== WRITTEN REQUEST A ==
From the module description, copy word for word the part that begins at the words "On successful completion" and stops after the words "the major author.".

== GIVEN PASSAGE ==
-- -- --

Module Code - Title:
EH4028
-
STUDY OF A MAJOR IRISH AUTHOR
Year Last Offered:
2025/6
Hours Per Week:
Grading Type:
Prerequisite Modules:
Rationale and Purpose of the Module:
This module offers students the opportunity to engage in intensive study of an author whose work has significantly affected the traditions of Irish literature written in English. Students will read an extensive selection of the authors works in order to understand fully his/her individual development and his/her important contributions to literary history.
On successful completion of this module, students will have gained
An understanding of the author in his/her political, historical, and cultural contexts;
Familiarity with a range of the authors works and with a range of his/her thematic, stylistic, aesthetic, and formal concerns;
An understanding of the authors importance in the literary canon;
An understanding of different theoretical and methodological ways of interpreting the major author.
Syllabus:
This module will function as a critical survey of the work of a major Irish author. Students will study the authors development from early efforts to mature output and will analyse and discuss the authors overall impact on literary history. The module will position the author historically and politically, considering the authors role as a contributor to intellectual history. By locating the author in different theoretical and methodological frameworks, students will have the opportunity to assess and interpret a wide range of the authors work.
Example One - James Joyce
Addressing the production of Irish cultural and social identities in these texts, students will construct readings of Joyces work using contemporary literary and cultural theory. Focusing on the major fictions of Joyce, the module will also consider his prose and life-writing, and explore the interconnections between these various writings. Joyces literary experimentation provides an opportunity to explore narrative form and technique and so the module will consider the ways in which literary conventions and cultural discourses are challenged in his work. Given the range of new media available in this field as well as Joyces own commitment to film, we will explore a number of methods of reading Joyce from photographs, to archive footage, to the contemporary documentaries about and film productions of his work, to the Joyce hypertext and other online resources.

-- -- --

== DATA LINES ==
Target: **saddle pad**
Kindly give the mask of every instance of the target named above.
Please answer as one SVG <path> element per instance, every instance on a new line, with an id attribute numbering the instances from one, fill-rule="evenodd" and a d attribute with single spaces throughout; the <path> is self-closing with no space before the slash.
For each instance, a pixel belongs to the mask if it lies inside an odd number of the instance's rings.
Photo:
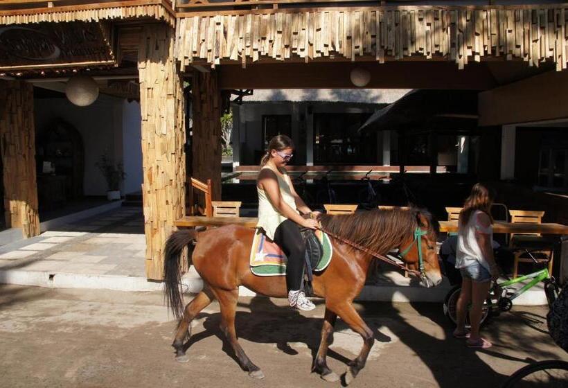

-- -- --

== WRITTEN REQUEST B ==
Write out every line of the records above as a numbered list, skipping any blank lines and leaving the pictures out.

== RESPONSE A ==
On successful completion of this module, students will have gained
An understanding of the author in his/her political, historical, and cultural contexts;
Familiarity with a range of the authors works and with a range of his/her thematic, stylistic, aesthetic, and formal concerns;
An understanding of the authors importance in the literary canon;
An understanding of different theoretical and methodological ways of interpreting the major author.

== RESPONSE B ==
1. Target: **saddle pad**
2. Kindly give the mask of every instance of the target named above.
3. Please answer as one SVG <path> element per instance, every instance on a new line, with an id attribute numbering the instances from one, fill-rule="evenodd" and a d attribute with single spaces throughout; the <path> is self-closing with no space before the slash.
4. For each instance, a pixel belongs to the mask if it lies inside an odd number of the instance's rings.
5. Photo:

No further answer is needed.